**TEXT SECTION:**
It starts off aimless, but well-written. Then it devolves into the most mean-spirited, back-biting melodrama imaginable. There are relationships everywhere: platonic, lovers, you name it. But there's no love or respect to be had anywhere. I came away wondering why on earth these people even talked to each other let alone had sex with each other. The few times a character showed enough insight, somebody else basically trashed them.
I really wondered what I was missing, so I researched common takeaways from the book. Rufus is supposed to be self-hatred due to the internalization of racism, and that's why he mistreats the white people who care for him. He's supposed to be a Christ figure.
Uhm, sorry. He just seemed like the poster boy for mental illness to me the way he and his actions, his thoughts, were written. And the whole story hinges on how everybody, each character deems his memory to be sacred, his loss a travesty.

**DATA TO PROCESS:**
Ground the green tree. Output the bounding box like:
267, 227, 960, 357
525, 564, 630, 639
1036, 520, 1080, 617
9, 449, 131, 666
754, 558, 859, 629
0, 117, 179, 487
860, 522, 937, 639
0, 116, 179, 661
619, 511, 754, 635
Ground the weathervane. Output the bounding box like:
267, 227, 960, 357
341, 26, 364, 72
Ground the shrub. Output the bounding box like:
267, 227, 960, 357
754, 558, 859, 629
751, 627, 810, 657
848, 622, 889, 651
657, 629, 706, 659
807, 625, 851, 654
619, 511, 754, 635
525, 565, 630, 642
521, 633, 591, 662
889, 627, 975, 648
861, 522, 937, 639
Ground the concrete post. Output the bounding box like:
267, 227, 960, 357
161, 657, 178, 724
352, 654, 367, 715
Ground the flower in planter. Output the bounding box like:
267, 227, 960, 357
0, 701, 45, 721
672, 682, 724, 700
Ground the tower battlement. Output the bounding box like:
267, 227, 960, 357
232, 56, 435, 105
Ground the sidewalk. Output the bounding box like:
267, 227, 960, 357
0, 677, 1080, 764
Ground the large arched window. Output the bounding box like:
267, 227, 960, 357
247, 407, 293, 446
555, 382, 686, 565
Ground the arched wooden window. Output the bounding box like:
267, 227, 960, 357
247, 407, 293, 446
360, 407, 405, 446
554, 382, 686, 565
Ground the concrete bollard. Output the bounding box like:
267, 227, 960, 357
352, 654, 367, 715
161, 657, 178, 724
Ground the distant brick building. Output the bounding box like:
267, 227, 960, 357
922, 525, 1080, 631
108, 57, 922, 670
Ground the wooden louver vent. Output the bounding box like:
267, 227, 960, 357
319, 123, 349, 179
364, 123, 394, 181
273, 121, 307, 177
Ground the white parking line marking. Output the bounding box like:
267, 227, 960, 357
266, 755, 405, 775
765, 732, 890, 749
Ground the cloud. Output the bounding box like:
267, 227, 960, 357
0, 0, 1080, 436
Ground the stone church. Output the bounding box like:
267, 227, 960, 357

**REQUIRED WORK:**
**A.** Extract the passage of the book review from "It starts off" to "basically trashed them.".
**B.** Show every line in the entries that contains the word "concrete", matching case exactly.

**RESULTS FOR THE EXERCISE:**
**A.**
It starts off aimless, but well-written. Then it devolves into the most mean-spirited, back-biting melodrama imaginable. There are relationships everywhere: platonic, lovers, you name it. But there's no love or respect to be had anywhere. I came away wondering why on earth these people even talked to each other let alone had sex with each other. The few times a character showed enough insight, somebody else basically trashed them.

**B.**
Ground the concrete post. Output the bounding box like:
Ground the concrete bollard. Output the bounding box like:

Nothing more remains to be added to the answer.